*WHAT IS BEING ASKED*.
Count the lines in the entries below that contain the word "wall". Give only that number.

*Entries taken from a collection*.
──────
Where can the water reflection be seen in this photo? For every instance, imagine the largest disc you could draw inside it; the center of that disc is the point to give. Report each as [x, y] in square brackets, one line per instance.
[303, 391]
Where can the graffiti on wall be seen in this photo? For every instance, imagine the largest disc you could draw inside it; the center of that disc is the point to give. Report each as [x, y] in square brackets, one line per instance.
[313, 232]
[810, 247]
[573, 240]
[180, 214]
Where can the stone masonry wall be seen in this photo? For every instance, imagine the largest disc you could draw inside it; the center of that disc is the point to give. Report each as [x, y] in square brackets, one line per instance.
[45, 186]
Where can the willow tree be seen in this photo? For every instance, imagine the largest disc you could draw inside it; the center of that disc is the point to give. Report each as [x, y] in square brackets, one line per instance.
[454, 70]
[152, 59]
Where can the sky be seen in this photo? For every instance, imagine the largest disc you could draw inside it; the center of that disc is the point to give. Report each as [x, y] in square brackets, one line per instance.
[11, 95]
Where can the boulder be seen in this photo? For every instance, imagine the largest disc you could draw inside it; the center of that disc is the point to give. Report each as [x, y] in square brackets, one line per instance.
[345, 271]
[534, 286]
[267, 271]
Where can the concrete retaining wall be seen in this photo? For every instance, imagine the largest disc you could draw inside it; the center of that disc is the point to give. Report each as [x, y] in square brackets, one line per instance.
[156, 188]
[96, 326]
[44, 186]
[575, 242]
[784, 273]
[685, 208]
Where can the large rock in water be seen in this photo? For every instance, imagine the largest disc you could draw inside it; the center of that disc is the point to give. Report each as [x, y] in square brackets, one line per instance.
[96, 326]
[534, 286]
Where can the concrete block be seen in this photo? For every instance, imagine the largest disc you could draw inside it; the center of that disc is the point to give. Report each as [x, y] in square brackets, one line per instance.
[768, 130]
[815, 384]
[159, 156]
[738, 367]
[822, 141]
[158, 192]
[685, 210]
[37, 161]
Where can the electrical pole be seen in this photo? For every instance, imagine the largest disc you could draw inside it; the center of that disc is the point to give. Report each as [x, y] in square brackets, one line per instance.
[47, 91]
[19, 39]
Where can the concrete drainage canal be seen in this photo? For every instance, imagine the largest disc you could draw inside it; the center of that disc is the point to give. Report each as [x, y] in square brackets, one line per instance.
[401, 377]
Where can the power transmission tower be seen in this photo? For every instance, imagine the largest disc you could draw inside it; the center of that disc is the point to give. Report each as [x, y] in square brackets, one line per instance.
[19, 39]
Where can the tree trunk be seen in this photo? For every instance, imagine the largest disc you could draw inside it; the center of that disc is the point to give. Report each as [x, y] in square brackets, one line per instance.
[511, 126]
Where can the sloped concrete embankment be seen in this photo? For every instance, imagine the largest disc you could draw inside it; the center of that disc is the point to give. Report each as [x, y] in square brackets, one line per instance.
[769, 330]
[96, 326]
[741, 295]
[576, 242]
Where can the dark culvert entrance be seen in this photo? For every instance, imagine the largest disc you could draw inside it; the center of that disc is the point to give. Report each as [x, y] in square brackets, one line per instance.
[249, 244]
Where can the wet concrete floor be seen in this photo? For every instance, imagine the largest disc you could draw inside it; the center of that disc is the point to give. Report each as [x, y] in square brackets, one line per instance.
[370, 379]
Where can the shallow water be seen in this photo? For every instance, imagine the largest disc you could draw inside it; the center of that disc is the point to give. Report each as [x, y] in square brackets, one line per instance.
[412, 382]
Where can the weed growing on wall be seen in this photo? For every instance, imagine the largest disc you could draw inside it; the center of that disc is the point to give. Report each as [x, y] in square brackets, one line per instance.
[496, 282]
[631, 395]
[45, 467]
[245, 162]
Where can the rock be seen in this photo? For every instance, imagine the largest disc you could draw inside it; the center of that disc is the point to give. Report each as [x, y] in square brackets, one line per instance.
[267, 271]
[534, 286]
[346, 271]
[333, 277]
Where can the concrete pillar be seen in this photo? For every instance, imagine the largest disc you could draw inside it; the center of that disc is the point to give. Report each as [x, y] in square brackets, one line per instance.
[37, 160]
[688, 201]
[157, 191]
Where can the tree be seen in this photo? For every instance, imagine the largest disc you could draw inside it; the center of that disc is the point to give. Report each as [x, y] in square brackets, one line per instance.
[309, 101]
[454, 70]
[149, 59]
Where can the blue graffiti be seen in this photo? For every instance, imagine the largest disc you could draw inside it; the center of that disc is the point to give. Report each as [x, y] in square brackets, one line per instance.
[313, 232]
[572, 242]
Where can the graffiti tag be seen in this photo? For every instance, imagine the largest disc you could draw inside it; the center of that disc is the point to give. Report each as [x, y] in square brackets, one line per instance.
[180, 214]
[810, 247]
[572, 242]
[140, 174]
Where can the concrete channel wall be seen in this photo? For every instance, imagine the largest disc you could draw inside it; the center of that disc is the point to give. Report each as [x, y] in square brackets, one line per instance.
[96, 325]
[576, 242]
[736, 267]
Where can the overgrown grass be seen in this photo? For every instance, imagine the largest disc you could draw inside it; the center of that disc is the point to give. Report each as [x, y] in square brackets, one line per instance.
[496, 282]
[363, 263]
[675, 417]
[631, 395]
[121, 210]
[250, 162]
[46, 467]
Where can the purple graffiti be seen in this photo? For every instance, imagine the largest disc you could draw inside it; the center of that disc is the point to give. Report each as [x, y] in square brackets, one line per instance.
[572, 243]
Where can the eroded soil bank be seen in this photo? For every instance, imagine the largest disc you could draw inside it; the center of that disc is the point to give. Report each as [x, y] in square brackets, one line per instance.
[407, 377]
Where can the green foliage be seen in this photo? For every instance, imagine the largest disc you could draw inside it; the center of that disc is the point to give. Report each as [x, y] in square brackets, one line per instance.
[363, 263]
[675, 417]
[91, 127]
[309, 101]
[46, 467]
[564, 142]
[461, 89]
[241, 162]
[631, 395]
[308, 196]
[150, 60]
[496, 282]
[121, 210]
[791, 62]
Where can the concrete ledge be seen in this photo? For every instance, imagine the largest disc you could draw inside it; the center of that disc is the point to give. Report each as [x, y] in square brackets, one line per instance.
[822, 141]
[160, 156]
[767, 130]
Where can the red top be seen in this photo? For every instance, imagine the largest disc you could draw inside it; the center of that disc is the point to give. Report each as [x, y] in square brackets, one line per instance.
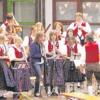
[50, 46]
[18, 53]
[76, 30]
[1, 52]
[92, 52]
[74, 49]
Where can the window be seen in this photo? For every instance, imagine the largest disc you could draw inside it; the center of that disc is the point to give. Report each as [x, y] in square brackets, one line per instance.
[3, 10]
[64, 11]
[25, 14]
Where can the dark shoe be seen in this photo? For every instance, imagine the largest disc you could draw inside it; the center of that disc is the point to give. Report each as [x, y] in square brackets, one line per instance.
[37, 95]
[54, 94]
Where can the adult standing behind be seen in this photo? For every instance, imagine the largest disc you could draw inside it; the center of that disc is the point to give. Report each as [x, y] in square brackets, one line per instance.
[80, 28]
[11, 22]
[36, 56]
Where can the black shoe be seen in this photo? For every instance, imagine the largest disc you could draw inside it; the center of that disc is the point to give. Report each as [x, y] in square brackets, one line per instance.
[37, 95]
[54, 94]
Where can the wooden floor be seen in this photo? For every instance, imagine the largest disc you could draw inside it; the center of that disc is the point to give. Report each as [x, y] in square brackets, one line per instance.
──────
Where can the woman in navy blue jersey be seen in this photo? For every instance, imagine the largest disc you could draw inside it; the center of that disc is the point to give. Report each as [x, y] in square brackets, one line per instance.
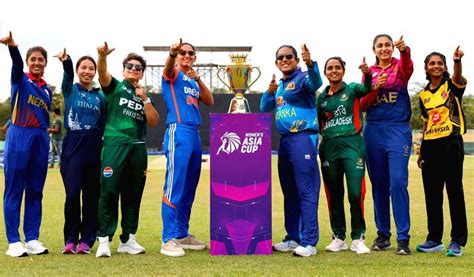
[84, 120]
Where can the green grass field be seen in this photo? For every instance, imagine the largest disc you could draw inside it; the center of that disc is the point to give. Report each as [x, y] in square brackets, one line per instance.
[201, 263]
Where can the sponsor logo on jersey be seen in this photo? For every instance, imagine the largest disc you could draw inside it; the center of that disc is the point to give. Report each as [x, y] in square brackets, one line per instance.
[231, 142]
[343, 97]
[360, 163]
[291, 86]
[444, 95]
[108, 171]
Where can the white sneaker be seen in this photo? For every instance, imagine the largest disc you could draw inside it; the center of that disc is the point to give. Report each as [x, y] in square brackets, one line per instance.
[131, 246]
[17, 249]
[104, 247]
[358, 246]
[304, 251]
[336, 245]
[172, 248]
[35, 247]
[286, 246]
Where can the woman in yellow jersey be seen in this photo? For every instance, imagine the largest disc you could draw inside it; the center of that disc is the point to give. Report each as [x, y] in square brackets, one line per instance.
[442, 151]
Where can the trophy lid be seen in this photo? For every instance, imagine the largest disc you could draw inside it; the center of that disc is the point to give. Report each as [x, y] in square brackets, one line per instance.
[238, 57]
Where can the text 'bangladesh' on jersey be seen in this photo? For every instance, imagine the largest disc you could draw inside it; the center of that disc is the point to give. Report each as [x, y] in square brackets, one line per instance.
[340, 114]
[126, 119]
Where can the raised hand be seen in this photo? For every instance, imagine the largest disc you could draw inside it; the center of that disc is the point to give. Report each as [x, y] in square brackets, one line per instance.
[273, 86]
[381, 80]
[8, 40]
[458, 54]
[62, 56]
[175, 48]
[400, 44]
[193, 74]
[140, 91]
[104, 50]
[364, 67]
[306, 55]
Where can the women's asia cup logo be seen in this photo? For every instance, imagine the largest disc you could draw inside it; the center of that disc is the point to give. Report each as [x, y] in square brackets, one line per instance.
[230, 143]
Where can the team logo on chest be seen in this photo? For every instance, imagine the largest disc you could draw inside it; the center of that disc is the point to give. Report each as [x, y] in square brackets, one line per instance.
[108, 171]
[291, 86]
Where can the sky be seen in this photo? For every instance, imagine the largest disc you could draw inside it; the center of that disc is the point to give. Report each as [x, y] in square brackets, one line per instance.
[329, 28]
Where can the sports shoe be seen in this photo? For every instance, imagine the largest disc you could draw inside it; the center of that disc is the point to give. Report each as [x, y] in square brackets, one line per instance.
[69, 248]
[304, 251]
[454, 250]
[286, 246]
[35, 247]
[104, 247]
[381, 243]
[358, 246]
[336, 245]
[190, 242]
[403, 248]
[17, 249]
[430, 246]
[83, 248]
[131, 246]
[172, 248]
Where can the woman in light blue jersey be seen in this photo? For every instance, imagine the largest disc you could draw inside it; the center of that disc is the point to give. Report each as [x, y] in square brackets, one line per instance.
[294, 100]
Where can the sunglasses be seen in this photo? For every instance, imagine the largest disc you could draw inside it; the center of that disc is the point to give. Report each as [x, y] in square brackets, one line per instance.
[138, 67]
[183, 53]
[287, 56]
──────
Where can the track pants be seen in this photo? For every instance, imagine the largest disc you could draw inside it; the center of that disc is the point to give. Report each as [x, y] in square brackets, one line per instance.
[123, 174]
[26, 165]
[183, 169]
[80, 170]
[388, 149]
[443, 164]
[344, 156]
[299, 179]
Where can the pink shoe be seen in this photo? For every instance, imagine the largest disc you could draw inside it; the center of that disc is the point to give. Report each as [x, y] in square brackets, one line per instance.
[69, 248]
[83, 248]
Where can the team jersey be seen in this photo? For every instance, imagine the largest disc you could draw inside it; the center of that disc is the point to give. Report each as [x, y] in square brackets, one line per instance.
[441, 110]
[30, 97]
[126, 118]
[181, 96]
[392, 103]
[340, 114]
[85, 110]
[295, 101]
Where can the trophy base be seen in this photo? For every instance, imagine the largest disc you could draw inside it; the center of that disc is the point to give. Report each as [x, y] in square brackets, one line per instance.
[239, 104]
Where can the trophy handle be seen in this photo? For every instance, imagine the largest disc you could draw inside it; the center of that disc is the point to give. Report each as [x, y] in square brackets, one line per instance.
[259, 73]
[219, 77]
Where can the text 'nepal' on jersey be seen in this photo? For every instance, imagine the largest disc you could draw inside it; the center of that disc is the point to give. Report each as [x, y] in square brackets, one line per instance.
──────
*SOLUTION TO THIS EXERCISE*.
5